Data excerpts >>
+ + + +

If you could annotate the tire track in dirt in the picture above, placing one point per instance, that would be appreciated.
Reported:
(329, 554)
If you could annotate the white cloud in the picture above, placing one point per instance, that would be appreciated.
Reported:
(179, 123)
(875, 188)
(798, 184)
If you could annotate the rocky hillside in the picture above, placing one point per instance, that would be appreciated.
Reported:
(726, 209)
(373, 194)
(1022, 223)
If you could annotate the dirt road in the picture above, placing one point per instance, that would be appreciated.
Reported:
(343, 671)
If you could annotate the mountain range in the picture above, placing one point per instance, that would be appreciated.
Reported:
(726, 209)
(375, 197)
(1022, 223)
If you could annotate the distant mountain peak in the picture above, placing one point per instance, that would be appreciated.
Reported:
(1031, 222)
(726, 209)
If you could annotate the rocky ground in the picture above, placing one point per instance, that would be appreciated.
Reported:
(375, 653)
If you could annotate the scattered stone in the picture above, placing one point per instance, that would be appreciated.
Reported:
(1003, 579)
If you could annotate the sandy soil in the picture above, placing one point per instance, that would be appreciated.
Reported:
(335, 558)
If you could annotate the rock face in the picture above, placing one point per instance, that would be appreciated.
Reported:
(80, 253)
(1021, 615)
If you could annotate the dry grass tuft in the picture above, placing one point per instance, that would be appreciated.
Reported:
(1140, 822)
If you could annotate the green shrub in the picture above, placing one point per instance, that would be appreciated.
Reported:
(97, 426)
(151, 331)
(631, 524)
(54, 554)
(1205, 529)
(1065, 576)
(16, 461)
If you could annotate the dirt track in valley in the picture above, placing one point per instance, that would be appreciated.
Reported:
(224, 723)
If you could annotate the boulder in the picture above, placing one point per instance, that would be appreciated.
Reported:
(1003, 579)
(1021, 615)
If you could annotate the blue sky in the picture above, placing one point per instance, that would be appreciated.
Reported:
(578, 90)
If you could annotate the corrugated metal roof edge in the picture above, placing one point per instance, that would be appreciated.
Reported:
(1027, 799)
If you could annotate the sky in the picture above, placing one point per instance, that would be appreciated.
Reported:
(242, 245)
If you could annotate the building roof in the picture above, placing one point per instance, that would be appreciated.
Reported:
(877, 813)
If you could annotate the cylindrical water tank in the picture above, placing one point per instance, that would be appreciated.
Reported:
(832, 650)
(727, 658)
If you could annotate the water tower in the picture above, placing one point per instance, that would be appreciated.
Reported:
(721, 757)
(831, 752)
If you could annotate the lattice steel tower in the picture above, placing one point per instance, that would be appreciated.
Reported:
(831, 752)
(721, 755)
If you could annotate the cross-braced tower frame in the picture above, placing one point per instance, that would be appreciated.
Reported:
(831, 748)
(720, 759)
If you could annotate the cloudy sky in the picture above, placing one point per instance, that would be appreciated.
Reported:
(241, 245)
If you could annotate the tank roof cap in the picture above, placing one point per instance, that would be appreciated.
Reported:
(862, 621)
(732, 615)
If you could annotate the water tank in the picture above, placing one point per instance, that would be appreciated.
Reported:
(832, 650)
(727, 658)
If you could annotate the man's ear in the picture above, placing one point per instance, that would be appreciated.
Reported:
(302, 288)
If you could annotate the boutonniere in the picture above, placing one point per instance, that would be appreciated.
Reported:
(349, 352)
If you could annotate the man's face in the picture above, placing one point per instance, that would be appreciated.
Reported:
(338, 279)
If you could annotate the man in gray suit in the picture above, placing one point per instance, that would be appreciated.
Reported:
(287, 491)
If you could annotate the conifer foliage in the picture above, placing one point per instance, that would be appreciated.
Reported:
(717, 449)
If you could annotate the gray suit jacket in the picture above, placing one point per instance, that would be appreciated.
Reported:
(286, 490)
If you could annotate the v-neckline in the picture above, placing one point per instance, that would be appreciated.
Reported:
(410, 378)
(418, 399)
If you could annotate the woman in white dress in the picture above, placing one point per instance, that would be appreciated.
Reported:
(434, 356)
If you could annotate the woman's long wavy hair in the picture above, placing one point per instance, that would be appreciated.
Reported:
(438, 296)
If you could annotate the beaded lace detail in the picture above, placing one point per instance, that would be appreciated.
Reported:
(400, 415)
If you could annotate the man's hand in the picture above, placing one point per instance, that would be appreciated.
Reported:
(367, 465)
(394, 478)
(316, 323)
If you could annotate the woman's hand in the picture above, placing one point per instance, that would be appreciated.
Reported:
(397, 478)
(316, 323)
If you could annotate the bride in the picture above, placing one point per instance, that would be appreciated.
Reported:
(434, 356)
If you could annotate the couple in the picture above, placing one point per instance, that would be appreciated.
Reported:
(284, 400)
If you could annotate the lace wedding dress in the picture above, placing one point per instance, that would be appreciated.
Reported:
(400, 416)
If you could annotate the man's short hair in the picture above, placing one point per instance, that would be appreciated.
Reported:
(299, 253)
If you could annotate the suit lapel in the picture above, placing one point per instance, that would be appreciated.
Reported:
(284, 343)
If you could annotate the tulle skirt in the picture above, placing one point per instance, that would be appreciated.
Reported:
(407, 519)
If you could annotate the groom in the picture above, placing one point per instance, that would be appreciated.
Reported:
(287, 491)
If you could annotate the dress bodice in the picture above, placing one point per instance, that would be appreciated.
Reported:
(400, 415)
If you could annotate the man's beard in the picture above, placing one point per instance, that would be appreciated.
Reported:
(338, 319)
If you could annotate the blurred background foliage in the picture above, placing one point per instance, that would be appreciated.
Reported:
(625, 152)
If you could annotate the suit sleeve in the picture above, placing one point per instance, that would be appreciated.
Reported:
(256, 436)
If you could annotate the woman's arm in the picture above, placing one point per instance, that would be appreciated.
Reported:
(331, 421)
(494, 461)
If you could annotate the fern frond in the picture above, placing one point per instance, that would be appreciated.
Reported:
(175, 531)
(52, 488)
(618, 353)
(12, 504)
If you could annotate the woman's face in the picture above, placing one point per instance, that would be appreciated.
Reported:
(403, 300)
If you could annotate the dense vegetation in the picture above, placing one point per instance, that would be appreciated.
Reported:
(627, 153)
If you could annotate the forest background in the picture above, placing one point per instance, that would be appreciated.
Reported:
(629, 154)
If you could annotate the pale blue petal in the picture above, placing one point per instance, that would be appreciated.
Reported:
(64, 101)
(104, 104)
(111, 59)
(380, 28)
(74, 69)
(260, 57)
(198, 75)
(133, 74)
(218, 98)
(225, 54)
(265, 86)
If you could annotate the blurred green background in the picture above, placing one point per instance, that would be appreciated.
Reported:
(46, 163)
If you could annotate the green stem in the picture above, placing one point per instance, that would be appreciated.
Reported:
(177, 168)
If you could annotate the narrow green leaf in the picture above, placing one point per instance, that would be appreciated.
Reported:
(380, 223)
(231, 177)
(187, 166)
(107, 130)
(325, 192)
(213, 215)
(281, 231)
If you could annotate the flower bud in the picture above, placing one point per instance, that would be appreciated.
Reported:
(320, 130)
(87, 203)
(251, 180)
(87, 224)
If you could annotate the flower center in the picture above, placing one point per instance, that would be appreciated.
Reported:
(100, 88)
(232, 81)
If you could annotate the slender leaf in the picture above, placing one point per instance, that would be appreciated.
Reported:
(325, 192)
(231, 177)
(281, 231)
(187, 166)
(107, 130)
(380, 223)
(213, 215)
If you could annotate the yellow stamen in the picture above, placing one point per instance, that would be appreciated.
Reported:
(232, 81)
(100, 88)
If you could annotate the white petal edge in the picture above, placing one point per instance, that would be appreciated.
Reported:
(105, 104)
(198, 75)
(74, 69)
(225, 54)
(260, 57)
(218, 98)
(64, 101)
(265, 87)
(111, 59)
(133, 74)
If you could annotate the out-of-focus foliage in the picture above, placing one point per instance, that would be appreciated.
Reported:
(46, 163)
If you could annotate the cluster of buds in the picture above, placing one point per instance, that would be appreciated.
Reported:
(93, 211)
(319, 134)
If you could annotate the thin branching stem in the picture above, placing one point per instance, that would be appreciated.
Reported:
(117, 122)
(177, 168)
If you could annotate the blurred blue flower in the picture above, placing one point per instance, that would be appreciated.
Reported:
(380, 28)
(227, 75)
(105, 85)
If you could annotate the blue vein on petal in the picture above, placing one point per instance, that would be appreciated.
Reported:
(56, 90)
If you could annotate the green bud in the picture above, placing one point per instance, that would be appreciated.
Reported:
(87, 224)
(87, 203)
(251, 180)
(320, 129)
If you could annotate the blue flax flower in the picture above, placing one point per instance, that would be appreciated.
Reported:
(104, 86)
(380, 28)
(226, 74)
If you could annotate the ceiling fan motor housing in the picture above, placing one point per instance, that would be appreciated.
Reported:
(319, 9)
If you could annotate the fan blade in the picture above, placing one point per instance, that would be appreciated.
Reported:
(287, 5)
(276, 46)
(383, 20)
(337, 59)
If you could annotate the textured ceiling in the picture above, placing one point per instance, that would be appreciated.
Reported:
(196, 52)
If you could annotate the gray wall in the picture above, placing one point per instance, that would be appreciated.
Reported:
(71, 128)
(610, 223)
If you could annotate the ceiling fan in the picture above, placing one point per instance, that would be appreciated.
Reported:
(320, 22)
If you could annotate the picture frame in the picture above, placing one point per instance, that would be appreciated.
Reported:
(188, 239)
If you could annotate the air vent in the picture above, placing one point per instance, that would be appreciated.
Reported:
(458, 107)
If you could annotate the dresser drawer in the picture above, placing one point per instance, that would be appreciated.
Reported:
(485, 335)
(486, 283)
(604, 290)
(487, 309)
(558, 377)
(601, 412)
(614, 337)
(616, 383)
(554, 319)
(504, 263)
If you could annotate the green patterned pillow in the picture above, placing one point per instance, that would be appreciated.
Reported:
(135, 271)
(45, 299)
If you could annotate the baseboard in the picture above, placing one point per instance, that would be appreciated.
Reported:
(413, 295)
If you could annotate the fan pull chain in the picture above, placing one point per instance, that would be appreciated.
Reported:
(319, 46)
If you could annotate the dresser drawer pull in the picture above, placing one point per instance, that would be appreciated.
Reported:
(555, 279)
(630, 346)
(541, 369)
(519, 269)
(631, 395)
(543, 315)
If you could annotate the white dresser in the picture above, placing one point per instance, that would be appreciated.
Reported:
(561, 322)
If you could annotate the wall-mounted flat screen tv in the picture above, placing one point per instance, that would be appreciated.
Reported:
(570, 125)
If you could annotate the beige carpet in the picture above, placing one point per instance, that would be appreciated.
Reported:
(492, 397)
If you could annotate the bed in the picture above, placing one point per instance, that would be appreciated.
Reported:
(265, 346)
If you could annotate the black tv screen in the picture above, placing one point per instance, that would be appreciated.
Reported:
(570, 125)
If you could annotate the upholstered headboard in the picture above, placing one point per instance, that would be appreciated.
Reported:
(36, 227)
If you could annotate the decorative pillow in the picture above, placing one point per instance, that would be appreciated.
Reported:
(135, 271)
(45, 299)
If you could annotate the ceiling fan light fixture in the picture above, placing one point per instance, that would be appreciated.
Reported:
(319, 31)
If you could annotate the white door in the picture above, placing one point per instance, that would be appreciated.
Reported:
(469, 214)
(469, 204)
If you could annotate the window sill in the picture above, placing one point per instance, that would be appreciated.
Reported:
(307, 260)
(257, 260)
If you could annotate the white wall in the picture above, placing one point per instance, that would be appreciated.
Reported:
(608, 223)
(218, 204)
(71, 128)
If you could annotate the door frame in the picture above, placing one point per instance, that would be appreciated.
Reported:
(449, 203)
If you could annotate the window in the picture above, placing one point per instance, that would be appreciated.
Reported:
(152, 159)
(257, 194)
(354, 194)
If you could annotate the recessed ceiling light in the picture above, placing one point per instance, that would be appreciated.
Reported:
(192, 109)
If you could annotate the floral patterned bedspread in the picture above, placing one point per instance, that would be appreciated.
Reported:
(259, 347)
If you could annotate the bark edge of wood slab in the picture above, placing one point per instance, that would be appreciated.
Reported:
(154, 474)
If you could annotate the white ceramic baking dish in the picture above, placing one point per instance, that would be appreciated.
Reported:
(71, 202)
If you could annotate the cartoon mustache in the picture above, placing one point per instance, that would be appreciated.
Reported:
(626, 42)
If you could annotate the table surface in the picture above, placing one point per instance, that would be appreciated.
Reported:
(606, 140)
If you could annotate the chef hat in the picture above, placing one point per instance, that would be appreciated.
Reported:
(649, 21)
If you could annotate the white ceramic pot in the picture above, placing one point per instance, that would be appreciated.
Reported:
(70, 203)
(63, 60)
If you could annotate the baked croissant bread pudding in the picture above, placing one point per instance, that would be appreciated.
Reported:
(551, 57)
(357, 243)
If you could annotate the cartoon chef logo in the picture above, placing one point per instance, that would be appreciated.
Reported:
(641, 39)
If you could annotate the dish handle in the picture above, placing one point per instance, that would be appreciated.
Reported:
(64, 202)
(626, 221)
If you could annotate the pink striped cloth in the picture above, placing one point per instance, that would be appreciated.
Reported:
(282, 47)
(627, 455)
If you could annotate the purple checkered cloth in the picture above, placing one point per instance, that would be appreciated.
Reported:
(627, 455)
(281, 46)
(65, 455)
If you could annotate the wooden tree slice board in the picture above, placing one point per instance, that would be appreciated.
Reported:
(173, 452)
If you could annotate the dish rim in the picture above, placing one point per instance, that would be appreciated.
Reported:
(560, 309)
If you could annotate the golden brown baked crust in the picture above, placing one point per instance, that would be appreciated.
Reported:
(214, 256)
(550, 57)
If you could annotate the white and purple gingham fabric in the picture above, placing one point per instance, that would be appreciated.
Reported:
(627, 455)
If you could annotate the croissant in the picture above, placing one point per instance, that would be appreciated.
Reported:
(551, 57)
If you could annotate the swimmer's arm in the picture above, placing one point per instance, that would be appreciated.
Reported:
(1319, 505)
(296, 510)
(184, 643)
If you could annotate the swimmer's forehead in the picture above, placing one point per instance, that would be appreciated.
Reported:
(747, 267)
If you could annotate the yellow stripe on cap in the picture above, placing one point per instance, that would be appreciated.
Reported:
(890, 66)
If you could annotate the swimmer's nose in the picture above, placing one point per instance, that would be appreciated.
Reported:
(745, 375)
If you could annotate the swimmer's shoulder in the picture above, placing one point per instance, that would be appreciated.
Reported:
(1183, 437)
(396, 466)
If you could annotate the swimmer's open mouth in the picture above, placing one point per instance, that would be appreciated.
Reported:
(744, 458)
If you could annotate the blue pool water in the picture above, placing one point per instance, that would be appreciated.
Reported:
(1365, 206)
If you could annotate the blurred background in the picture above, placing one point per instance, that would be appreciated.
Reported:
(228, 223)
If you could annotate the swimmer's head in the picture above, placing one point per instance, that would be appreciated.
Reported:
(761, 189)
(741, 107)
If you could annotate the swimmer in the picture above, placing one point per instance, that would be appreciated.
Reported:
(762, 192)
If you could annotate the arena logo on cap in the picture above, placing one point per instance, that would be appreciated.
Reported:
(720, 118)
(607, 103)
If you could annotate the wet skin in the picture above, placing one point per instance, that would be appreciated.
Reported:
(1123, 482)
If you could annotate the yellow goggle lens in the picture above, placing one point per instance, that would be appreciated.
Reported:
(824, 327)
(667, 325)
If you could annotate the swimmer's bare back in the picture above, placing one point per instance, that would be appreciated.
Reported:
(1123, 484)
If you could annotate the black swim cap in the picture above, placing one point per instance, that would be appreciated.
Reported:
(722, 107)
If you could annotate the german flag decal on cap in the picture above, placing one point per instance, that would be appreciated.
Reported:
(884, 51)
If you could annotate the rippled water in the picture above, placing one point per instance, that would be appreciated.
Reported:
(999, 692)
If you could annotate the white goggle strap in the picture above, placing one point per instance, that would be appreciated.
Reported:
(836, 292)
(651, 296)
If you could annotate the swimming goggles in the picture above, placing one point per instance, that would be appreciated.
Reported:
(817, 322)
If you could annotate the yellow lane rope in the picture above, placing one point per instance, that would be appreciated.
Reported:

+ + + +

What to work on >> Every line with the word "window" in it should be copied from the listing above.

Exercise result >>
If you could annotate the window sill in the picture above, placing one point per instance, that would be appreciated.
If you could annotate the window in the picture above, placing one point per instance, that would be appreciated.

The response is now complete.